__What to produce__
Rewrite the lines of the records below as a numbered list, skipping any blank lines and leaving out the pictures.

__Data supplied__
━━━━━━━━
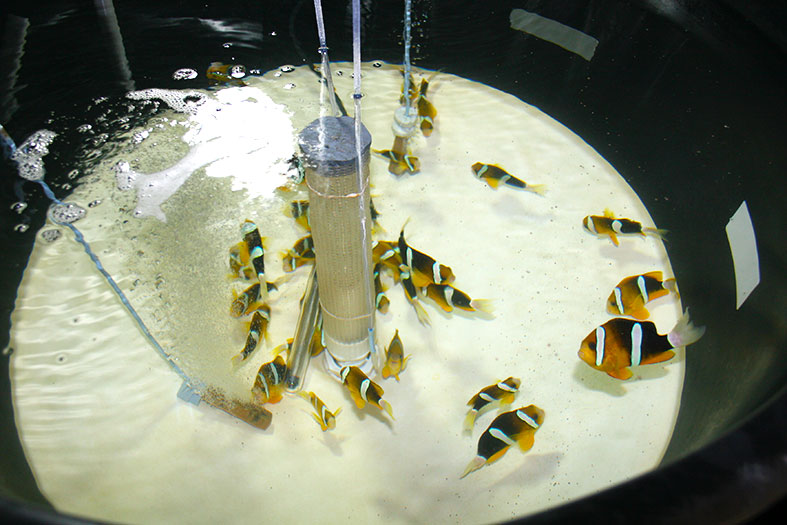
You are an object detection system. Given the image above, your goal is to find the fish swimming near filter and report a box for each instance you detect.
[578,309,705,380]
[298,390,342,432]
[232,304,271,365]
[607,271,680,321]
[374,263,391,314]
[397,219,456,288]
[472,162,546,195]
[415,77,437,137]
[421,283,494,315]
[240,220,265,283]
[340,366,394,419]
[230,283,260,317]
[372,145,421,177]
[399,265,431,326]
[460,405,544,479]
[284,200,311,231]
[582,209,668,246]
[381,330,410,381]
[464,377,522,432]
[372,241,402,282]
[251,355,287,404]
━━━━━━━━
__Exercise output__
1. You are an object detection system. Given the image above, your goal is to find the fish swimming near filter and report a box for each instance you detect.
2. [578,309,705,380]
3. [298,390,342,432]
4. [232,304,271,365]
5. [607,271,680,321]
6. [374,263,391,314]
7. [397,219,456,288]
8. [472,162,546,195]
9. [415,77,437,137]
10. [421,283,494,315]
11. [240,220,265,283]
12. [340,366,394,419]
13. [230,283,260,317]
14. [372,145,421,177]
15. [399,265,431,326]
16. [460,405,544,479]
17. [284,200,311,231]
18. [582,209,668,246]
19. [381,330,410,381]
20. [464,377,522,432]
21. [372,241,402,282]
22. [251,355,287,404]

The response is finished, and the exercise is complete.